§ WHAT TO DO:
Rewrite the material below as a two-column CSV with the header request,outline and one row per request. Put each request's full text and its answer in one quoted field apiece, with line breaks replaced by spaces.

§ TASK MATERIAL:
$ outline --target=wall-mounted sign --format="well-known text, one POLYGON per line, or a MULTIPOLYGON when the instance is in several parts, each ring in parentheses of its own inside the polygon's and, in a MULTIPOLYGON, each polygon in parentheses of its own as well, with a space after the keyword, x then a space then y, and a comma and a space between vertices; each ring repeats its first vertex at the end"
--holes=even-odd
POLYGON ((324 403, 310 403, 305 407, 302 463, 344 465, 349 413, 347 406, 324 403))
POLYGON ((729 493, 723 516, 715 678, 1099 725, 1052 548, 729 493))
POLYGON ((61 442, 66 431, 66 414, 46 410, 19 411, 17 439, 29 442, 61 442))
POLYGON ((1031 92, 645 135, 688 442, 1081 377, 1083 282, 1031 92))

§ COMPLETE RESPONSE:
request,outline
"$ outline --target=wall-mounted sign --format=""well-known text, one POLYGON per line, or a MULTIPOLYGON when the instance is in several parts, each ring in parentheses of its own inside the polygon's and, in a MULTIPOLYGON, each polygon in parentheses of its own as well, with a space after the keyword, x then a space then y, and a comma and a space between vertices; each ring repeats its first vertex at the end"" --holes=even-odd","POLYGON ((324 403, 310 403, 305 407, 302 463, 344 465, 349 413, 347 406, 324 403)) POLYGON ((729 493, 723 516, 715 678, 1099 725, 1052 548, 729 493)) POLYGON ((61 442, 66 431, 66 414, 46 410, 19 411, 17 439, 29 442, 61 442)) POLYGON ((1031 92, 645 135, 688 442, 1081 377, 1083 282, 1031 92))"